* WRITTEN PROBLEM: Reproduce verbatim the part of the items below that opens with the line containing "66, row 19." and closes at the end of the items, with both ends included.

* PROVIDED RECORDS:
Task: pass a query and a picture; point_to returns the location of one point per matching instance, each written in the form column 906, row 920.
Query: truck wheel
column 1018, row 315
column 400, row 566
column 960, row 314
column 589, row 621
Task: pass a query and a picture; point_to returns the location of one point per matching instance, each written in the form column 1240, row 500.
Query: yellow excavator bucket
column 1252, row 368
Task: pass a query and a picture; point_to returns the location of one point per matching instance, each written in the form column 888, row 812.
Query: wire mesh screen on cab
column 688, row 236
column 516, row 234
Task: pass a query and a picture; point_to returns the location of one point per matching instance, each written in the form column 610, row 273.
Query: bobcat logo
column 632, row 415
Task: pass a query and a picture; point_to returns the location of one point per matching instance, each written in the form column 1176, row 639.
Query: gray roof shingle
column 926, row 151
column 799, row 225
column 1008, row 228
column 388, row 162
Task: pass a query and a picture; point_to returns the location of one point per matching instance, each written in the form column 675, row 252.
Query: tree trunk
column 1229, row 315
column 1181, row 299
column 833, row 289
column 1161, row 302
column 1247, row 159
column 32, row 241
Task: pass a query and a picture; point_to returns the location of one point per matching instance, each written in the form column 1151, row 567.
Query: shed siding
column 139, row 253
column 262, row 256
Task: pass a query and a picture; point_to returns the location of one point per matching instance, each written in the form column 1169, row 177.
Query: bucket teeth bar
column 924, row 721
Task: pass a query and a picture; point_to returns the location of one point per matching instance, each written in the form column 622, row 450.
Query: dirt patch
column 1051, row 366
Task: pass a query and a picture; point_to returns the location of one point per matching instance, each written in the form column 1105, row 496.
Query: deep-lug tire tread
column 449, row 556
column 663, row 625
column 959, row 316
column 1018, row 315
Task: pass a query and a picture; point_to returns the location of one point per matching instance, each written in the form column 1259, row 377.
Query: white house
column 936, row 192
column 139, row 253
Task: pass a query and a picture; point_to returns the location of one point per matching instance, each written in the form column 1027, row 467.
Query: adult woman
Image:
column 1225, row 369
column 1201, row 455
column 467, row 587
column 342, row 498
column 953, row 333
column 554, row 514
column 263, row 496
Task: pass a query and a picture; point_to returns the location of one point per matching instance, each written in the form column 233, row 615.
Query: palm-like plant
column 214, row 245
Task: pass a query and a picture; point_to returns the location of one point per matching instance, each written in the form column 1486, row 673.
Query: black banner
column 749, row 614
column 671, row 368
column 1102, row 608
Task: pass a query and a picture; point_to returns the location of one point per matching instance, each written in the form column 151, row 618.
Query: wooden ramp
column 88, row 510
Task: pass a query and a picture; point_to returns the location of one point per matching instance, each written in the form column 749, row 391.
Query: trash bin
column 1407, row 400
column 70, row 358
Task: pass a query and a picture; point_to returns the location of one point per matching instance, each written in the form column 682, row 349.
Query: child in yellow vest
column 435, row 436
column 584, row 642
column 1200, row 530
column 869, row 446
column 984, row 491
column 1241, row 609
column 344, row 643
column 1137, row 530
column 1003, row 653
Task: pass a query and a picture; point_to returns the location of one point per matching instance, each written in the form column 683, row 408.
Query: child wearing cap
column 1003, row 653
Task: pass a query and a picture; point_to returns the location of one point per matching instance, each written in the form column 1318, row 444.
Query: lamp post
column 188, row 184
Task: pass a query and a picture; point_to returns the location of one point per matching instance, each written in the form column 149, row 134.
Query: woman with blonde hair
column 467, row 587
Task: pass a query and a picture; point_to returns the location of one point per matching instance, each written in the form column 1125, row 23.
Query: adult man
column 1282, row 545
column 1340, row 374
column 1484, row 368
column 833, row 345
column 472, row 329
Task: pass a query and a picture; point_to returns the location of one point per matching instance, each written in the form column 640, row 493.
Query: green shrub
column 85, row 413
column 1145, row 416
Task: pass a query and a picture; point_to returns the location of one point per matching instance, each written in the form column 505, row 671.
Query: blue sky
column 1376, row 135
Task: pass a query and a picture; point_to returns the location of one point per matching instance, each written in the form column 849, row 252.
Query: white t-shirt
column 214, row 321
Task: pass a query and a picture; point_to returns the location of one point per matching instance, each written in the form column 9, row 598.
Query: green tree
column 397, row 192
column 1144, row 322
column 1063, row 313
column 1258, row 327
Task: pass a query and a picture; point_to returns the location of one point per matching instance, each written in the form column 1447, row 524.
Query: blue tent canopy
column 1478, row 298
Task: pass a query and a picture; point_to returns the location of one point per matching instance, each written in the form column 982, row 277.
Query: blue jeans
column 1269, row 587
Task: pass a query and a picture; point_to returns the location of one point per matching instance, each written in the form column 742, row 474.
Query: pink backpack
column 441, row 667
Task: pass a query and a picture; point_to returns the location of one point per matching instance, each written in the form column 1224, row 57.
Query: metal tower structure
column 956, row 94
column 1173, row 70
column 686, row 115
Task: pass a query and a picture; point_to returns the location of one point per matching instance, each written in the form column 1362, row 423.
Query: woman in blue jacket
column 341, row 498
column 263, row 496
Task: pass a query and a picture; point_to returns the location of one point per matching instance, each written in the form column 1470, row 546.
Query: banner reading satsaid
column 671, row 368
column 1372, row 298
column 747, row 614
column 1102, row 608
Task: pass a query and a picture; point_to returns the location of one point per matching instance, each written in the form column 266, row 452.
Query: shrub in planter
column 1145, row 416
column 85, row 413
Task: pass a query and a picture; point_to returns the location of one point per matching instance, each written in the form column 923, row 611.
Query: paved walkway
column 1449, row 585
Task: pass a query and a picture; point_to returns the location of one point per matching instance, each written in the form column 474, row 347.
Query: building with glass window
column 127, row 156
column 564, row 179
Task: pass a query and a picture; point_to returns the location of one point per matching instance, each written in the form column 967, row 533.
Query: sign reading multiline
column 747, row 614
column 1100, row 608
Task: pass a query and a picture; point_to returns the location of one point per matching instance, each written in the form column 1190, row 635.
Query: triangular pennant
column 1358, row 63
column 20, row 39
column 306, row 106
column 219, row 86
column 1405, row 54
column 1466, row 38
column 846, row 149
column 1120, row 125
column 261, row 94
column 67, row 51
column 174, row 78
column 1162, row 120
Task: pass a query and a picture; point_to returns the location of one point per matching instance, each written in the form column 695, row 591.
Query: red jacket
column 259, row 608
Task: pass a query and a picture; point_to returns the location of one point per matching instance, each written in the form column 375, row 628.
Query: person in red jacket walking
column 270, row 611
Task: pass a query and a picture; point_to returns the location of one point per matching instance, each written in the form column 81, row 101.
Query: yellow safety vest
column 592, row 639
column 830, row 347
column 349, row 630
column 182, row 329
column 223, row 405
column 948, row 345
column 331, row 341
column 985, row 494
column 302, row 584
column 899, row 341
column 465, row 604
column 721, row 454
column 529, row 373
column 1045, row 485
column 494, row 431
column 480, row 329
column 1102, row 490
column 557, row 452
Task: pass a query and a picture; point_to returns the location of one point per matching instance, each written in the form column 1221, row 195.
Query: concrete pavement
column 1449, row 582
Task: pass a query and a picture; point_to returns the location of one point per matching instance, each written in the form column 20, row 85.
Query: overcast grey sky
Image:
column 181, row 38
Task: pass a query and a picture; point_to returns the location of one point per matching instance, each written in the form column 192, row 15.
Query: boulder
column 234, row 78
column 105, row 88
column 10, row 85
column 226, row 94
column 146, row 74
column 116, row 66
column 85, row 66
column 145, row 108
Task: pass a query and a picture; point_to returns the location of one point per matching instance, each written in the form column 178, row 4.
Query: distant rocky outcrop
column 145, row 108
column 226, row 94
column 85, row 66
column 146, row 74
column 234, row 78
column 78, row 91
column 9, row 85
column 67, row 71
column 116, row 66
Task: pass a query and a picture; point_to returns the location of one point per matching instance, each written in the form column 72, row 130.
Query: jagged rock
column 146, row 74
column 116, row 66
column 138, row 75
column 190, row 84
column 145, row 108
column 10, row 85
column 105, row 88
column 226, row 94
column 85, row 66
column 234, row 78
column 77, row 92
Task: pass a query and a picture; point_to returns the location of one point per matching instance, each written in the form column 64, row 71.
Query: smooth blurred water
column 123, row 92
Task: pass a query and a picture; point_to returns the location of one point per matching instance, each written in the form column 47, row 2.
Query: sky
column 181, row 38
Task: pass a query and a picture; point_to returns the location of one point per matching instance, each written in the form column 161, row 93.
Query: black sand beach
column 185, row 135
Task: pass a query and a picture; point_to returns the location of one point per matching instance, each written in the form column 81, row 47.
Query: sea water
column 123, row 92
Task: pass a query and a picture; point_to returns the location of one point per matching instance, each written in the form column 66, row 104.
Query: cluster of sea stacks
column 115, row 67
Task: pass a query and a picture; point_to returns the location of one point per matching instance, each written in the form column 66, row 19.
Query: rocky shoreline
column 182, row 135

* RESULT:
Task: pass a query and a picture; point_to returns the location of one point per matching instance, each written in the form column 66, row 19.
Query: rocky shoreline
column 182, row 135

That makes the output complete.